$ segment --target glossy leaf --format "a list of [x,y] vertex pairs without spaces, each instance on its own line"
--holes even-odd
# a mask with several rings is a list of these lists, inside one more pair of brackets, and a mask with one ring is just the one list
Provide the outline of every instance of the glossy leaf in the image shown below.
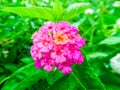
[[120,36],[109,37],[109,38],[101,41],[99,44],[107,44],[107,45],[120,44]]
[[66,9],[65,20],[70,20],[80,13],[84,13],[85,9],[90,6],[90,3],[75,3]]
[[38,80],[45,79],[46,77],[47,73],[45,71],[36,70],[33,63],[28,64],[10,76],[3,85],[2,90],[24,90],[34,85]]
[[[90,83],[88,83],[90,82]],[[60,88],[59,88],[60,87]],[[89,90],[105,87],[95,74],[94,70],[87,63],[86,59],[82,65],[74,65],[73,72],[57,80],[50,89],[53,90]]]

====================

## Directions for this task
Arrange every line of the items above as a numbered list, omitting any blank lines and leaving the pictures out.

## Written answer
1. $ segment --target glossy leaf --format "a list of [x,y] vertex pairs without spaces, each instance on its own line"
2. --holes even-odd
3. # a mask with several rings is a list of these lists, inside one more pair of brackets, and a mask with one ring is just the one list
4. Provide the outline of every instance of the glossy leaf in the image shown below.
5. [[120,36],[109,37],[109,38],[101,41],[99,44],[107,44],[107,45],[120,44]]
6. [[66,9],[65,20],[70,20],[80,13],[84,13],[85,9],[90,6],[90,3],[75,3]]
7. [[38,80],[45,79],[46,77],[47,73],[45,71],[36,70],[33,63],[28,64],[10,76],[3,85],[2,90],[24,90],[34,85]]
8. [[[90,83],[88,83],[90,82]],[[60,88],[59,88],[60,87]],[[89,90],[105,87],[95,74],[94,70],[87,63],[86,59],[82,65],[74,65],[73,72],[57,80],[50,89],[53,90]]]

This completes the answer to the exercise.